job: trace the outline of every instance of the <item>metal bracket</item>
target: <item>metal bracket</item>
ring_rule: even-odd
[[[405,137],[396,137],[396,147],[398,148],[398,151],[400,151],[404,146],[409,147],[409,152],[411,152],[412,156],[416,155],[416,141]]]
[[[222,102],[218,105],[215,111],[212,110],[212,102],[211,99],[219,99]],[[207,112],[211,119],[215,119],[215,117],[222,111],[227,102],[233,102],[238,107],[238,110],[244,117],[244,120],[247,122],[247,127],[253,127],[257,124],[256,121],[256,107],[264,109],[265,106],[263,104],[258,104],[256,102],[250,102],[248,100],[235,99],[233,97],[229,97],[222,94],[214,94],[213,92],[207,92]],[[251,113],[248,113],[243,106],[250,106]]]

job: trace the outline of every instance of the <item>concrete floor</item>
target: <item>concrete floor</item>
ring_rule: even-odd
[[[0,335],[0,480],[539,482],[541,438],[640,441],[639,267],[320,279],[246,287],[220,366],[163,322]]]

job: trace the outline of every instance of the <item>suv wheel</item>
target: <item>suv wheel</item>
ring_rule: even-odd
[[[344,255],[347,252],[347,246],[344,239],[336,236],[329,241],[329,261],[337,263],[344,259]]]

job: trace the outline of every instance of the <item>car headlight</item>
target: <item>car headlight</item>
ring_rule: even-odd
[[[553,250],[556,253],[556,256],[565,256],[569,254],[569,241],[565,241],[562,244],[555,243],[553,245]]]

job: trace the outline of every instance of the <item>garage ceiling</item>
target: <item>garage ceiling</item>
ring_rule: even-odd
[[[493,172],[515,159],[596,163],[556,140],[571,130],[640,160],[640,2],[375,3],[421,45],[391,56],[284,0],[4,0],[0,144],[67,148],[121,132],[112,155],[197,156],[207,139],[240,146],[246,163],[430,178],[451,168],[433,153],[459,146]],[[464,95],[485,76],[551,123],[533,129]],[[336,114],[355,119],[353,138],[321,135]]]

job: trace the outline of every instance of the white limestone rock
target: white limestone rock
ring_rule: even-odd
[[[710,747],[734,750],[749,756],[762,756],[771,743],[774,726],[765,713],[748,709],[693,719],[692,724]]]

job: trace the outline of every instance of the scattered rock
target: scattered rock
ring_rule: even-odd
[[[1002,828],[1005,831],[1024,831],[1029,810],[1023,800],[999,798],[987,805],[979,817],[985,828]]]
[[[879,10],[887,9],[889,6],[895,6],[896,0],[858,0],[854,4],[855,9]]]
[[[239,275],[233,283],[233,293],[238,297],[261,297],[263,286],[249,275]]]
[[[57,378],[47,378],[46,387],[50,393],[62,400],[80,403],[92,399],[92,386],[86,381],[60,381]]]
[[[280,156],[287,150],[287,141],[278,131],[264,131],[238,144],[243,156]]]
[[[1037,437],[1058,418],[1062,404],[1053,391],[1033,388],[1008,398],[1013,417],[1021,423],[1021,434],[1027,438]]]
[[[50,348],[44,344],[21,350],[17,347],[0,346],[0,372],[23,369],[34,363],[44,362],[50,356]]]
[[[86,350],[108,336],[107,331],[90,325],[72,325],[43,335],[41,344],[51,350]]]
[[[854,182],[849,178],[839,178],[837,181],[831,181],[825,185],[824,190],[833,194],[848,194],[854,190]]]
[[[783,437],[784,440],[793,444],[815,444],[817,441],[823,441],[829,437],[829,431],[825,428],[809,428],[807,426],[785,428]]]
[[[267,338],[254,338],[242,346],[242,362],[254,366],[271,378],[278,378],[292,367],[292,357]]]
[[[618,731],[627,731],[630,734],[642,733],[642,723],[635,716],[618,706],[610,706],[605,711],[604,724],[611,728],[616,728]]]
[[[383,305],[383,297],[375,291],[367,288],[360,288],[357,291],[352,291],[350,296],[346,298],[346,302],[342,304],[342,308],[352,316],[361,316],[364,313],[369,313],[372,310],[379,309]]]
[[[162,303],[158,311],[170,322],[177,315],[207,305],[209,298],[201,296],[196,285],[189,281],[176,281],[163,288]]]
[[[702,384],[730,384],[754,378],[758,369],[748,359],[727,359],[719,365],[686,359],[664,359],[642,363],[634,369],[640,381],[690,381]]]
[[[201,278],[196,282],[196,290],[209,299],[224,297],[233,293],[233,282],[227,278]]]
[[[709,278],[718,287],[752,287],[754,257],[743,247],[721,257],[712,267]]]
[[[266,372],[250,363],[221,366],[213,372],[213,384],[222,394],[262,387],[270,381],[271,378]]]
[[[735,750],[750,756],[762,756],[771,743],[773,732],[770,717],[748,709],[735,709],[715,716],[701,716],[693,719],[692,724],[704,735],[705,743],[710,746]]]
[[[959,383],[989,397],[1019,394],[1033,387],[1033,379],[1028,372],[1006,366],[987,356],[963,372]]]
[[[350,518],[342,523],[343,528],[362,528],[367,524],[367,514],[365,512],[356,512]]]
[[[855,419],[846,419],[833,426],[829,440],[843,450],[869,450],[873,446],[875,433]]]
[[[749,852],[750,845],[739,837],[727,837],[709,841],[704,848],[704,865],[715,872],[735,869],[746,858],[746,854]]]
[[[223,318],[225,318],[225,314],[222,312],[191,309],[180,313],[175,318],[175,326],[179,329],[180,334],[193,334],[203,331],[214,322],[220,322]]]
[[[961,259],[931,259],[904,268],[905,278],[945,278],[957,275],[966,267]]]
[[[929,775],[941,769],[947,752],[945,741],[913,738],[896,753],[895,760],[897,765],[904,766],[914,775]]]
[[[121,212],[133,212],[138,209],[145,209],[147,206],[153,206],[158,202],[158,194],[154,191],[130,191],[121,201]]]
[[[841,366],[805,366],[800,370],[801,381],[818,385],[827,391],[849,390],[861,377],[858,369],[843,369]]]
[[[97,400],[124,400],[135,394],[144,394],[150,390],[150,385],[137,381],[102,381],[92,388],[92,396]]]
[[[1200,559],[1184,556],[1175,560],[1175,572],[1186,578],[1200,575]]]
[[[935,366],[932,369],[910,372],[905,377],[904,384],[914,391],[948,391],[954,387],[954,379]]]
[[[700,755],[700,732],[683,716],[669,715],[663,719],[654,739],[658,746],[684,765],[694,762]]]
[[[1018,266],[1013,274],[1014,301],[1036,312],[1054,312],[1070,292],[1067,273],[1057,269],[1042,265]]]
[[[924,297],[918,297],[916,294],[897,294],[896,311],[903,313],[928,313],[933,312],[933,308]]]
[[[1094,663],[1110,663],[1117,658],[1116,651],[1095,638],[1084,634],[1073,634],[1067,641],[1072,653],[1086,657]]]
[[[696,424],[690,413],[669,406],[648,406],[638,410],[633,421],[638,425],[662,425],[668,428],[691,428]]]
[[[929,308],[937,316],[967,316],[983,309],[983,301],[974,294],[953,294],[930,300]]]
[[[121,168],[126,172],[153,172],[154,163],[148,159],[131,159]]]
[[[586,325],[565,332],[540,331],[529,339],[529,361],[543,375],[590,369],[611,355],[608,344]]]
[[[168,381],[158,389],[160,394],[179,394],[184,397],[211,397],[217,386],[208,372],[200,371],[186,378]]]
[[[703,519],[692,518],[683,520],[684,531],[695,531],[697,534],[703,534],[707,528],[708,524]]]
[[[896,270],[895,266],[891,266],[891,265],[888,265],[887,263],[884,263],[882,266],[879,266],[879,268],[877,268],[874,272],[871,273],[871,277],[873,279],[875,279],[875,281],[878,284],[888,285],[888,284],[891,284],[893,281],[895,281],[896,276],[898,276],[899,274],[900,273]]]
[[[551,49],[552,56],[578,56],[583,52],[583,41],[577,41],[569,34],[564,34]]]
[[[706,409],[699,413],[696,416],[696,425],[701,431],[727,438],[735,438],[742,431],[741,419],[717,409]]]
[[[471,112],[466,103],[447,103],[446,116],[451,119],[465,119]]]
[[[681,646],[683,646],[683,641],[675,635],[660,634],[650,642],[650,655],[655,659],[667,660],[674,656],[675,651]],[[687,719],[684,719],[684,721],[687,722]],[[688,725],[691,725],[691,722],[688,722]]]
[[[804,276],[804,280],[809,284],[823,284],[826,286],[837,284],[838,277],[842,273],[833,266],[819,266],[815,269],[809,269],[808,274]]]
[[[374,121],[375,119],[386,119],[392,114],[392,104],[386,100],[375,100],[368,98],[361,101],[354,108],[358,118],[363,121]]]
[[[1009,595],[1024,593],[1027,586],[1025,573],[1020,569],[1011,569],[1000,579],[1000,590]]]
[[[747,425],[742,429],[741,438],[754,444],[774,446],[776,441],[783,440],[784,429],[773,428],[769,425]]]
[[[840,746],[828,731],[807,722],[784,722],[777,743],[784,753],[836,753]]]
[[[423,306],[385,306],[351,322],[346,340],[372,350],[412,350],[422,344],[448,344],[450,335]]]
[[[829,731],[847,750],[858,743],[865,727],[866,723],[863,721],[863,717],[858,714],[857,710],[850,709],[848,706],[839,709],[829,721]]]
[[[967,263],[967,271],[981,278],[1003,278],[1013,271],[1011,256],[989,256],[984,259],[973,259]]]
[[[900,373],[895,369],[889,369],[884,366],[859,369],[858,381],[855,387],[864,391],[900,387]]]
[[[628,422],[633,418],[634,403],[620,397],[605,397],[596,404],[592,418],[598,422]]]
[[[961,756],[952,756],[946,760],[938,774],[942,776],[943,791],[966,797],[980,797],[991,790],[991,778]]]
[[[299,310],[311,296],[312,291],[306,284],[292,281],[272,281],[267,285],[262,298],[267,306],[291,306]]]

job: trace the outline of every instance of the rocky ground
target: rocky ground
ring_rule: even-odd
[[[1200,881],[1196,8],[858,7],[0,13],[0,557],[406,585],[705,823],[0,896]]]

===============

▶ _TASK_: Among the records above, only the lines between the line holding "job: trace the outline of every instance of the <item>car" and the line holding "target: scattered rock", inclusive, are to be output, exactly as written.

▶ _SOLUTION TO THIS TASK_:
job: trace the outline of every instance of the <item>car headlight</item>
target: <item>car headlight</item>
ring_rule: even-odd
[[[553,250],[556,253],[556,256],[565,256],[569,254],[569,241],[565,241],[562,244],[555,243],[553,245]]]

job: trace the outline of every instance of the <item>garage ceiling</item>
target: <item>garage ceiling</item>
ring_rule: even-odd
[[[493,172],[515,159],[596,163],[556,140],[571,130],[640,160],[640,2],[375,3],[421,45],[391,56],[284,0],[4,0],[0,144],[67,148],[121,132],[112,155],[197,156],[207,139],[240,146],[246,163],[430,178],[451,168],[433,153],[459,146]],[[464,95],[485,76],[551,123],[533,129]],[[336,114],[355,119],[353,138],[321,135]]]

job: trace the outline of every instance of the white limestone rock
target: white limestone rock
ring_rule: even-odd
[[[710,747],[734,750],[749,756],[762,756],[771,743],[774,726],[765,713],[748,709],[693,719],[692,724]]]

job: trace the outline of every instance of the scattered rock
target: scattered rock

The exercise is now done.